Data rows
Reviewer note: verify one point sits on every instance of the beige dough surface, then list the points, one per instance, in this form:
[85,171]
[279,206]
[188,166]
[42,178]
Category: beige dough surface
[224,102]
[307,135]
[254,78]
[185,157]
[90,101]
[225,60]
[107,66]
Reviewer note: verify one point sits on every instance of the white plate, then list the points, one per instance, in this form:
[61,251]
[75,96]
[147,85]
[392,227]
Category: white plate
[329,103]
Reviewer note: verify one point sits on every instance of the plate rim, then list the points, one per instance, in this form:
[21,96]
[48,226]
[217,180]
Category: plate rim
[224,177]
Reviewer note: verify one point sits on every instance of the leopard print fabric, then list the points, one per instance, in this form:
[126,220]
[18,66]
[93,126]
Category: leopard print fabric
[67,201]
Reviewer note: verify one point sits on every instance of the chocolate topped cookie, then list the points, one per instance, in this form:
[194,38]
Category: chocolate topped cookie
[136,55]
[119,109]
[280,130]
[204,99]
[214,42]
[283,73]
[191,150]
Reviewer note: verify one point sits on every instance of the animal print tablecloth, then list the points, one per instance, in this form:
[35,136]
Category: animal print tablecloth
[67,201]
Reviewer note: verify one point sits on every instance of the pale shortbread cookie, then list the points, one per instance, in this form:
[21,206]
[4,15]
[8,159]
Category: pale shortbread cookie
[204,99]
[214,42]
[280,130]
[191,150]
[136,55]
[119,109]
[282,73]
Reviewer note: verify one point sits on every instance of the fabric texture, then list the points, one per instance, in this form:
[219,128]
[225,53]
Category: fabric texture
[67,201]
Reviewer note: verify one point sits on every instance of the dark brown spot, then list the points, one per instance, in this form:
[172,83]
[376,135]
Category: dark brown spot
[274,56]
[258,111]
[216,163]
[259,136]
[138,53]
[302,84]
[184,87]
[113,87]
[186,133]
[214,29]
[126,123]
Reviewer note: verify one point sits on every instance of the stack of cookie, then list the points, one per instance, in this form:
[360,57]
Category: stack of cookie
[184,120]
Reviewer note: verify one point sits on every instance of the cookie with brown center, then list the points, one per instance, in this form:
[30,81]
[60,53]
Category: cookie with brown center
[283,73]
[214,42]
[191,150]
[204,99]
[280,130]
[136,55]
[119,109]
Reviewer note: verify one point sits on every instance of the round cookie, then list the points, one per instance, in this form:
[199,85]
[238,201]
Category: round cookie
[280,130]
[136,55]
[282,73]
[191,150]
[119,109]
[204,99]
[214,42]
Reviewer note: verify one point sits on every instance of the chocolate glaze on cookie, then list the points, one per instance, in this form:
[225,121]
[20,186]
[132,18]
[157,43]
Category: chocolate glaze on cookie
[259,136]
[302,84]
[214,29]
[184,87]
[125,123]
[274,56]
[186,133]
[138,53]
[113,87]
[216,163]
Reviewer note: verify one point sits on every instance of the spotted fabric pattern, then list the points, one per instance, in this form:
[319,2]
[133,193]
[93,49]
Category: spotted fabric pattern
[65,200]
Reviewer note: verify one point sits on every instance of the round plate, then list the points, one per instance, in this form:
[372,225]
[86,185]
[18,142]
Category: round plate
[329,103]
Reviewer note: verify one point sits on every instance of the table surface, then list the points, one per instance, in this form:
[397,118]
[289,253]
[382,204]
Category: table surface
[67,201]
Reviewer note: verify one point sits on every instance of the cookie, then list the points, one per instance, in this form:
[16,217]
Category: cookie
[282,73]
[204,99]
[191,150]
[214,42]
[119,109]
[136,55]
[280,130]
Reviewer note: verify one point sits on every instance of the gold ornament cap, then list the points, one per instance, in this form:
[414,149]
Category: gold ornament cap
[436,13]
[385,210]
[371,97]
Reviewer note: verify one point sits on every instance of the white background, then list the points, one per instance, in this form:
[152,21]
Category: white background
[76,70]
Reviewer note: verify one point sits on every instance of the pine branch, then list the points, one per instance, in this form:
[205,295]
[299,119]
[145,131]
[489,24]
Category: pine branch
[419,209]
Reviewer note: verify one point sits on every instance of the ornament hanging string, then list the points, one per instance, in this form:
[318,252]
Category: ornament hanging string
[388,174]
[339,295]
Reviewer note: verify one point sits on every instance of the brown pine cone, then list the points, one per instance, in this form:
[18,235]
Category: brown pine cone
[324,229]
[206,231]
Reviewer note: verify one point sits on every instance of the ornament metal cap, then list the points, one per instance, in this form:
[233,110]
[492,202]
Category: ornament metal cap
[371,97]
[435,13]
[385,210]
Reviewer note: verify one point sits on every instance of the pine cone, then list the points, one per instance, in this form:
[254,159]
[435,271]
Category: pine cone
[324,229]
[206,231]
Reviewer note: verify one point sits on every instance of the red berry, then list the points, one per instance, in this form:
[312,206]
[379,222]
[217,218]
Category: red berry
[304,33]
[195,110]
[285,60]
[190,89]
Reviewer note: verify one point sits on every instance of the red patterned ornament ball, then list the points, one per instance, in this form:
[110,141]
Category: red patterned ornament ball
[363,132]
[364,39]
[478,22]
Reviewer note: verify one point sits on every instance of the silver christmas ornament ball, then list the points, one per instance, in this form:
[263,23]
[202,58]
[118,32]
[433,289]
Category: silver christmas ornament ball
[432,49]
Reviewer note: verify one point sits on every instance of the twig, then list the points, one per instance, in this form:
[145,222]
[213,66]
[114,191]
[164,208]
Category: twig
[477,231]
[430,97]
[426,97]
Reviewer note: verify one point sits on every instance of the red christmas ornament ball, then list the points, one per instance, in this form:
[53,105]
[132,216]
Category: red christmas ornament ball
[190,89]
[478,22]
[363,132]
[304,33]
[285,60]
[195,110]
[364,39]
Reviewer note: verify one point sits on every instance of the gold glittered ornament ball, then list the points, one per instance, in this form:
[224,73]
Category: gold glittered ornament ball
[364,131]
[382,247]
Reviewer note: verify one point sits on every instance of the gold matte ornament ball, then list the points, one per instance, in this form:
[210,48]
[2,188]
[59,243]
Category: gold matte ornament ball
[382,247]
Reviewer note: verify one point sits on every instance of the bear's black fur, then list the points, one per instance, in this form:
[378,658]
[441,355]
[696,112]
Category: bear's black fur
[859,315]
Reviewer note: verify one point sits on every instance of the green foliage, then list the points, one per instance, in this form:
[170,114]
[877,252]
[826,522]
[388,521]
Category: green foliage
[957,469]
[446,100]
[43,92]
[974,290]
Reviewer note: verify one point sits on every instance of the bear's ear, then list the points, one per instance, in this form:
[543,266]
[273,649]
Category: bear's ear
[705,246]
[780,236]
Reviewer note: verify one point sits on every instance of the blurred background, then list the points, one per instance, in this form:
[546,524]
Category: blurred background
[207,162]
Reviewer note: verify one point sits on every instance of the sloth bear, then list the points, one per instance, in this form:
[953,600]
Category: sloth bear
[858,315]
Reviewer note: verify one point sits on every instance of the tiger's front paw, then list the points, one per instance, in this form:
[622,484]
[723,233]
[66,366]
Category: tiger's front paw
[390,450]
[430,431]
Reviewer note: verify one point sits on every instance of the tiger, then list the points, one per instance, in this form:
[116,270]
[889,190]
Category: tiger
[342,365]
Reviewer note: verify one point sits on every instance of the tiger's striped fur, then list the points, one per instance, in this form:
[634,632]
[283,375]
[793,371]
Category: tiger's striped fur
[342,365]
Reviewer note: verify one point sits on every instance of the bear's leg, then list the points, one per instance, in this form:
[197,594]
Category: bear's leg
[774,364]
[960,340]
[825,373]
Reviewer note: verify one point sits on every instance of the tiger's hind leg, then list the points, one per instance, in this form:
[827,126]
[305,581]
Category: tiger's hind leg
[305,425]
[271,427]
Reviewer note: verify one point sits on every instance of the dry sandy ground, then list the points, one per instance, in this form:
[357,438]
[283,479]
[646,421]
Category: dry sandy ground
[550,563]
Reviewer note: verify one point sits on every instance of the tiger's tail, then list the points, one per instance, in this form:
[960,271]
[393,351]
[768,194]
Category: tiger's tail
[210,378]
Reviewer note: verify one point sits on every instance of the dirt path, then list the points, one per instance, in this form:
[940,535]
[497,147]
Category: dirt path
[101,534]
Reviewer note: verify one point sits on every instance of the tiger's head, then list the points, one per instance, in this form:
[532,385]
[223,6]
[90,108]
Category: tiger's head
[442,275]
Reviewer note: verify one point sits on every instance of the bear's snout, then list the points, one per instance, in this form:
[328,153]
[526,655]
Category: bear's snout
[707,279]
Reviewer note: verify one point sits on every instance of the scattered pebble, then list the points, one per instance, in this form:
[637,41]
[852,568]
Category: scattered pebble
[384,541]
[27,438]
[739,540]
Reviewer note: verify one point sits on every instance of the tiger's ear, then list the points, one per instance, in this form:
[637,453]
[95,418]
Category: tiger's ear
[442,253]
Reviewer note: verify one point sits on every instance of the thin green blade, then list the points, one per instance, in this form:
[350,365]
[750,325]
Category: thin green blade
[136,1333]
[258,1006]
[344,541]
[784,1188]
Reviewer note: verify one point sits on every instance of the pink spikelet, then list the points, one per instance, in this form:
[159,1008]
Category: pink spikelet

What the task asks
Starting at the line that contains "of the scattered", print every line through the end of the listing, word for word. Leave out all the rest.

Reply
Reviewer note: verify one point sits on every instance of the scattered pebble, then list the points, one per instance, in this form:
[637,41]
[852,568]
Category: scattered pebble
[384,541]
[27,438]
[739,540]
Reviewer note: verify one point sits on every instance of the tiger's ear, then list the points, one per instance, in this form:
[637,453]
[95,418]
Category: tiger's ear
[442,253]
Reviewer note: verify one point sits on every instance of the thin green blade, then list the points, one per instance, in this form:
[350,365]
[750,325]
Category: thin green blade
[136,1333]
[258,1006]
[344,541]
[784,1188]
Reviewer note: verify one point sits on every instance of the pink spikelet, then list the points, one per instance, in this form:
[159,1008]
Category: pink spikelet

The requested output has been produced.